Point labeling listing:

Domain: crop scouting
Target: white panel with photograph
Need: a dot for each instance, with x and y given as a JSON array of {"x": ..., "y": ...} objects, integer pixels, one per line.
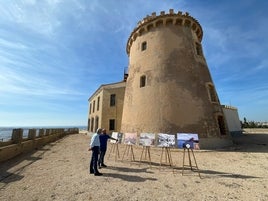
[
  {"x": 166, "y": 140},
  {"x": 147, "y": 139},
  {"x": 130, "y": 138},
  {"x": 117, "y": 135},
  {"x": 189, "y": 139}
]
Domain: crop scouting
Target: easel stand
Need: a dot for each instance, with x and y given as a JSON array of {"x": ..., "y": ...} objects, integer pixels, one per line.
[
  {"x": 146, "y": 151},
  {"x": 168, "y": 158},
  {"x": 114, "y": 149},
  {"x": 190, "y": 161},
  {"x": 129, "y": 151}
]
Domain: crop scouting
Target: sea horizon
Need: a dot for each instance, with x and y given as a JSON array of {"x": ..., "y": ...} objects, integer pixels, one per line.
[{"x": 6, "y": 131}]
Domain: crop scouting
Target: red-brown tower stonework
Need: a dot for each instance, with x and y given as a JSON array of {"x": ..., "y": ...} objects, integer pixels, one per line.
[{"x": 169, "y": 88}]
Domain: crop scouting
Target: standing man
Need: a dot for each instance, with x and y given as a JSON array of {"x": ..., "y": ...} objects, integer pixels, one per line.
[
  {"x": 95, "y": 148},
  {"x": 103, "y": 147}
]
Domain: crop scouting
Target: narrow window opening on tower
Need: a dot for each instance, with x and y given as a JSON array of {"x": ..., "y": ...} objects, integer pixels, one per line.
[
  {"x": 112, "y": 100},
  {"x": 212, "y": 94},
  {"x": 112, "y": 124},
  {"x": 142, "y": 81},
  {"x": 96, "y": 122},
  {"x": 198, "y": 48},
  {"x": 144, "y": 46}
]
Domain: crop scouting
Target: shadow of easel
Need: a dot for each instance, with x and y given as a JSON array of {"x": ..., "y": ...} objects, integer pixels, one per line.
[
  {"x": 114, "y": 150},
  {"x": 193, "y": 167},
  {"x": 146, "y": 151},
  {"x": 167, "y": 155},
  {"x": 129, "y": 152}
]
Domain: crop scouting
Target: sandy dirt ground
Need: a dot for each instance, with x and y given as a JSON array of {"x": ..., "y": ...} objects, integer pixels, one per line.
[{"x": 60, "y": 171}]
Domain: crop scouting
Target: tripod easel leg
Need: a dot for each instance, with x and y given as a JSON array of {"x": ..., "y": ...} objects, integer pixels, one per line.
[{"x": 190, "y": 161}]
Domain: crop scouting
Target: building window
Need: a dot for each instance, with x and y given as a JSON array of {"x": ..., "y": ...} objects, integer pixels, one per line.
[
  {"x": 112, "y": 124},
  {"x": 198, "y": 49},
  {"x": 92, "y": 124},
  {"x": 142, "y": 81},
  {"x": 98, "y": 104},
  {"x": 112, "y": 100},
  {"x": 88, "y": 125},
  {"x": 212, "y": 93},
  {"x": 144, "y": 46},
  {"x": 221, "y": 125},
  {"x": 93, "y": 106}
]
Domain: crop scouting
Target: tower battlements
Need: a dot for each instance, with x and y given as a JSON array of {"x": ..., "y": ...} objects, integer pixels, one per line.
[{"x": 171, "y": 18}]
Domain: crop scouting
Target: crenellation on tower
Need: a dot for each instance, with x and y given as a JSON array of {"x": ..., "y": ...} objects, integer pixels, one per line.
[{"x": 171, "y": 18}]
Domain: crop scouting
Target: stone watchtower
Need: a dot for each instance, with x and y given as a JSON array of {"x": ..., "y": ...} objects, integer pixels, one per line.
[{"x": 169, "y": 88}]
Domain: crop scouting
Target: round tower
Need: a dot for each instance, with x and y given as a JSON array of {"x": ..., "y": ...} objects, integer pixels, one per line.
[{"x": 169, "y": 88}]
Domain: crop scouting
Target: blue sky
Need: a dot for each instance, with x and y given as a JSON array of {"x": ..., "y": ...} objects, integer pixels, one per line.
[{"x": 55, "y": 53}]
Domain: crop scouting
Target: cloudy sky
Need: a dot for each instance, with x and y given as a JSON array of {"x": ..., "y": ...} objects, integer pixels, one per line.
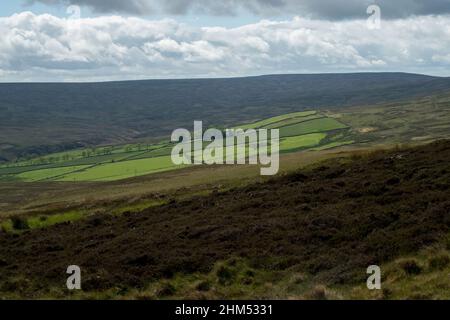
[{"x": 99, "y": 40}]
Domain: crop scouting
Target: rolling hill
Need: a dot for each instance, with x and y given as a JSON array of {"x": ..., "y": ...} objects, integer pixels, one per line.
[{"x": 40, "y": 118}]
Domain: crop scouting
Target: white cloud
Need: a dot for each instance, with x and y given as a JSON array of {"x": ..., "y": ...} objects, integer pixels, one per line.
[{"x": 48, "y": 48}]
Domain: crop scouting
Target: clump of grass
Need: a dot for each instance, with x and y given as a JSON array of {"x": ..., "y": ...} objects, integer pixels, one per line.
[
  {"x": 317, "y": 293},
  {"x": 225, "y": 275},
  {"x": 19, "y": 223},
  {"x": 203, "y": 286},
  {"x": 410, "y": 266}
]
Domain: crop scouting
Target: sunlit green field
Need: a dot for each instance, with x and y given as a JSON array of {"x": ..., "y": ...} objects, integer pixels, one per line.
[{"x": 298, "y": 131}]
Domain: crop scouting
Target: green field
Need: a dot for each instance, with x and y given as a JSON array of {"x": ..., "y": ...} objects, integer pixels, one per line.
[
  {"x": 303, "y": 141},
  {"x": 298, "y": 131}
]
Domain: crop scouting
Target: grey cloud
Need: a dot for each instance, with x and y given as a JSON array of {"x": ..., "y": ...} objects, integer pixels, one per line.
[{"x": 321, "y": 9}]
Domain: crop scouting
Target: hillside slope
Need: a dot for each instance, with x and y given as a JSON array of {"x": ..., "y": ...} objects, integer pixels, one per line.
[
  {"x": 330, "y": 221},
  {"x": 45, "y": 117}
]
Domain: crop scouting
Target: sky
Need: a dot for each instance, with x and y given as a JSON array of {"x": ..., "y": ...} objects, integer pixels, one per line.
[{"x": 99, "y": 40}]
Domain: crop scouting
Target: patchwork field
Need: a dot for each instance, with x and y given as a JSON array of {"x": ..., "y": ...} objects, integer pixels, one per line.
[{"x": 298, "y": 131}]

Given request — Show each line of the listing above that contains the string "window", matching case exactly.

Output for this task —
Target: narrow window opening on tower
Target: building window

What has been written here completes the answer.